▶ _EXERCISE OBJECTIVE_: Below are entries to return in full. Keep each one exact.

▶ _Segmentation mask data_:
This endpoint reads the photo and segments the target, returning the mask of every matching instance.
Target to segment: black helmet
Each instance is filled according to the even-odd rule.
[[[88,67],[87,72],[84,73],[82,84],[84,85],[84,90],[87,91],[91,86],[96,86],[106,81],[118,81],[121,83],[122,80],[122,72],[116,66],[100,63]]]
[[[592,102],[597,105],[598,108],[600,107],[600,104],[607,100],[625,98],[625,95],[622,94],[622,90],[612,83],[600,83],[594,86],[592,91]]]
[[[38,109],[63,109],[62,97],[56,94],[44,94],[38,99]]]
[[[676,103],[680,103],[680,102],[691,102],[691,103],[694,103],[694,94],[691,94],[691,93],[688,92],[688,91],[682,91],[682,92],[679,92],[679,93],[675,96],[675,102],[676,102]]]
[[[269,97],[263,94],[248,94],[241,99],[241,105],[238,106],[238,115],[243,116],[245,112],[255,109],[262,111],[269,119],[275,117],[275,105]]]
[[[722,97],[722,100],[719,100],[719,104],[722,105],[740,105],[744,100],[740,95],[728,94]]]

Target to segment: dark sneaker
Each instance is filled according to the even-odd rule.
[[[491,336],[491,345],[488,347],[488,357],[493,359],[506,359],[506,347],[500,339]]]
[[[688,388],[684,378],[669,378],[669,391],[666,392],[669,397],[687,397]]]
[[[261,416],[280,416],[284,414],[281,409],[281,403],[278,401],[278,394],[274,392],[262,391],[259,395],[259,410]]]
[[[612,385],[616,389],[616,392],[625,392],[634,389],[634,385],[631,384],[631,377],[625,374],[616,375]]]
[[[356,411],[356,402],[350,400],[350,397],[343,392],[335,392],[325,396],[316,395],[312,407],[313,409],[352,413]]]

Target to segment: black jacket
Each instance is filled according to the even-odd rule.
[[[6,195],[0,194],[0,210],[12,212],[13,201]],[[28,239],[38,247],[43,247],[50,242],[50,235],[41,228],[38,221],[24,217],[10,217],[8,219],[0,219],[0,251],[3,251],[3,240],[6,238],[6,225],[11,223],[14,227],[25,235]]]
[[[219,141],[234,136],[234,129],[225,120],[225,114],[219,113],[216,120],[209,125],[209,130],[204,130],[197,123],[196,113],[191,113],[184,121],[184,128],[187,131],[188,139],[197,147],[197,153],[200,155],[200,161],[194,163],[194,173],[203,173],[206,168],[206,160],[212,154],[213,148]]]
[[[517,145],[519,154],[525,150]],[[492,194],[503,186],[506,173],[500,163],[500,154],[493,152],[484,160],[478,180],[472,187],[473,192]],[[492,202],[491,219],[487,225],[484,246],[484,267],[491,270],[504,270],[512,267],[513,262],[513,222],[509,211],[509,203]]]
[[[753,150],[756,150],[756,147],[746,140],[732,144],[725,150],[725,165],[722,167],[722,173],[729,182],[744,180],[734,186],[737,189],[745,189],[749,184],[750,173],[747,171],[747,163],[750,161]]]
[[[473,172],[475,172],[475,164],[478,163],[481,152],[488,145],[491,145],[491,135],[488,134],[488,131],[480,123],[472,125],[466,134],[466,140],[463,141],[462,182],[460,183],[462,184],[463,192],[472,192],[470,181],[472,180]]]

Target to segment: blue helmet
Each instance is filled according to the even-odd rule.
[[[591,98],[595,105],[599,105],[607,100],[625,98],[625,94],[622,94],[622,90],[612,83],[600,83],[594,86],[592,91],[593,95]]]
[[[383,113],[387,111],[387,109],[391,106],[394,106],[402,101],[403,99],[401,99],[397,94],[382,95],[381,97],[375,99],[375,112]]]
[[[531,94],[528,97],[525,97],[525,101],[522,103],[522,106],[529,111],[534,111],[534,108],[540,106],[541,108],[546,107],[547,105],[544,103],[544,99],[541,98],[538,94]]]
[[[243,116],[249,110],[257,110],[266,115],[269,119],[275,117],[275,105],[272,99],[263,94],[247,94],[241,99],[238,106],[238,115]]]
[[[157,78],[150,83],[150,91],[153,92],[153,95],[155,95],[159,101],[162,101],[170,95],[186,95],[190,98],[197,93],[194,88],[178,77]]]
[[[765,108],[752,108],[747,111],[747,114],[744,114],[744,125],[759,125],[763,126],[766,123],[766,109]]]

▶ _ANSWER SPACE_:
This endpoint reads the photo and segments the target, returning the mask of every matching instance.
Target to segment: black helmet
Each instance is filled according to the even-odd rule.
[[[88,67],[87,72],[84,73],[82,84],[84,85],[84,90],[87,91],[91,86],[96,86],[106,81],[118,81],[121,83],[122,80],[122,72],[116,66],[100,63]]]
[[[592,102],[597,105],[598,108],[600,107],[600,104],[607,100],[625,98],[625,95],[622,94],[622,90],[612,83],[600,83],[594,86],[592,91]]]
[[[38,109],[63,109],[62,97],[56,94],[44,94],[38,99]]]
[[[676,103],[680,103],[680,102],[691,102],[691,103],[694,103],[694,94],[691,94],[691,93],[688,92],[688,91],[682,91],[682,92],[679,92],[679,93],[675,96],[675,102],[676,102]]]
[[[269,97],[263,94],[248,94],[241,99],[241,105],[238,106],[238,115],[243,116],[245,112],[255,109],[262,111],[269,119],[275,117],[275,105]]]
[[[722,97],[722,100],[719,100],[719,104],[722,105],[740,105],[744,100],[740,95],[728,94]]]

Target to segment: dark sneaker
Each instance is filled according to the even-odd rule.
[[[491,336],[491,345],[488,347],[488,357],[493,359],[506,359],[506,347],[500,339]]]
[[[688,388],[684,378],[669,378],[669,391],[666,392],[669,397],[687,397]]]
[[[261,416],[280,416],[284,414],[281,409],[281,403],[278,401],[278,394],[274,392],[262,391],[259,395],[259,410]]]
[[[612,385],[616,389],[616,392],[625,392],[634,389],[634,385],[631,384],[631,377],[625,374],[616,375]]]
[[[356,411],[356,402],[350,400],[350,397],[343,392],[335,392],[325,396],[316,395],[312,407],[313,409],[352,413]]]

Target to segment: black jacket
Each instance is filled according to the even-odd rule.
[[[6,195],[0,194],[0,210],[12,212],[13,201]],[[28,239],[38,247],[43,247],[50,242],[50,235],[41,228],[38,221],[24,217],[10,217],[8,219],[0,219],[0,251],[3,251],[3,240],[6,238],[6,225],[11,223],[14,227],[25,235]]]
[[[219,141],[234,136],[234,129],[225,120],[225,114],[219,113],[216,120],[209,125],[209,130],[204,130],[197,123],[196,113],[191,113],[184,121],[184,128],[187,131],[188,139],[197,147],[197,153],[200,155],[200,161],[194,163],[194,173],[203,173],[206,168],[206,160],[212,154],[213,148]]]
[[[517,145],[519,154],[525,150]],[[492,194],[503,186],[506,173],[500,163],[500,154],[493,152],[484,160],[478,180],[472,187],[473,192]],[[492,202],[491,219],[487,225],[484,246],[484,267],[491,270],[504,270],[512,267],[513,262],[513,222],[509,211],[509,203]]]
[[[753,150],[756,150],[756,147],[746,140],[732,144],[725,150],[725,165],[722,167],[722,173],[729,182],[744,180],[734,186],[737,189],[745,189],[749,184],[750,173],[747,171],[747,163],[750,161]]]
[[[473,172],[475,172],[475,164],[478,163],[481,152],[488,145],[491,145],[491,135],[488,134],[488,131],[480,123],[472,125],[466,134],[466,140],[463,141],[462,182],[460,183],[462,184],[463,192],[472,192],[470,181],[472,180]]]

Target to segment: blue helmet
Each instance is filled according to the even-odd rule.
[[[591,98],[595,105],[599,105],[607,100],[625,98],[625,94],[622,94],[622,90],[612,83],[600,83],[594,86],[592,91],[593,95]]]
[[[383,113],[387,111],[387,109],[391,106],[394,106],[402,101],[403,99],[401,99],[397,94],[382,95],[381,97],[375,99],[375,112]]]
[[[531,94],[528,97],[525,97],[525,101],[522,103],[522,106],[529,111],[534,111],[534,108],[540,106],[541,108],[546,107],[547,105],[544,103],[544,99],[541,98],[538,94]]]
[[[243,116],[249,110],[257,110],[266,115],[269,119],[275,117],[275,105],[272,99],[263,94],[247,94],[241,99],[238,106],[238,115]]]
[[[157,78],[150,83],[150,91],[153,92],[153,95],[155,95],[159,101],[162,101],[170,95],[186,95],[190,98],[197,93],[194,88],[178,77]]]
[[[765,108],[752,108],[747,111],[747,114],[744,114],[744,125],[759,125],[763,126],[766,123],[766,109]]]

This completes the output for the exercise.